• **TASK ITEM**
From the entries below, retype only the lines from the one with "find the yolk drip" through the one with "find the fried egg", exactly as written.

(Records contained in a dataset)
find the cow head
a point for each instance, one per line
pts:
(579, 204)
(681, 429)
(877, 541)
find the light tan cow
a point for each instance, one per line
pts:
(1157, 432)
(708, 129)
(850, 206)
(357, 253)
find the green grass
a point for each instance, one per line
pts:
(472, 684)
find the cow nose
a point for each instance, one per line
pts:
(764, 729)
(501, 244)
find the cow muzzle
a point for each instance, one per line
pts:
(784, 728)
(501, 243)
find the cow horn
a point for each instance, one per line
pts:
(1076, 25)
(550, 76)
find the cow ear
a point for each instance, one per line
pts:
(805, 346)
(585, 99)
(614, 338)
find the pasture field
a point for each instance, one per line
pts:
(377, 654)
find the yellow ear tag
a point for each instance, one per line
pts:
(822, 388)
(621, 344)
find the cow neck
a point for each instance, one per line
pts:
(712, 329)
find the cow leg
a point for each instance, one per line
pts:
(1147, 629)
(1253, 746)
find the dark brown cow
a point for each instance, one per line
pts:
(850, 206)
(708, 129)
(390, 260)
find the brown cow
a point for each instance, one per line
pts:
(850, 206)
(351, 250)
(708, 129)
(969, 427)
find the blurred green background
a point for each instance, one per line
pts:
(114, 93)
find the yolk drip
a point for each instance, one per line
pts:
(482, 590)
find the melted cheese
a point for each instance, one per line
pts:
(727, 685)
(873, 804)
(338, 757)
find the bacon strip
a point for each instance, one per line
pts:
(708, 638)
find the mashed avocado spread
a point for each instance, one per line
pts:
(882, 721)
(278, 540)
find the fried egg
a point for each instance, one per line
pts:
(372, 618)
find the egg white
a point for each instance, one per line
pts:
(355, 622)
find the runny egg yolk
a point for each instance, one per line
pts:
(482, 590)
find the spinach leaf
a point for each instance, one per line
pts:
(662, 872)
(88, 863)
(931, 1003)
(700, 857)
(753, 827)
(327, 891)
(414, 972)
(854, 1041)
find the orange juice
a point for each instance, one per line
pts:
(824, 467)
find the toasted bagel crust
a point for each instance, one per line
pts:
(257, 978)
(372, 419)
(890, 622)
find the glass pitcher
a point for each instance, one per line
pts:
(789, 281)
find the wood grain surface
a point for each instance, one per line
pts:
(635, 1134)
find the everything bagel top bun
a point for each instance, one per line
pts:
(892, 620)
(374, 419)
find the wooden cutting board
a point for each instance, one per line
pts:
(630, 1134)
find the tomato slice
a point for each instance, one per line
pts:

• **THE COMPLETED TASK**
find the yolk drip
a point for each instance, one per line
pts:
(482, 590)
find the melted cheese
a point for each instance, one per line
pts:
(727, 685)
(873, 804)
(338, 757)
find the bacon strip
a point for each instance, one per line
pts:
(708, 638)
find the mashed avocado spread
a point for each instance, one per line
pts:
(882, 721)
(278, 540)
find the fried egg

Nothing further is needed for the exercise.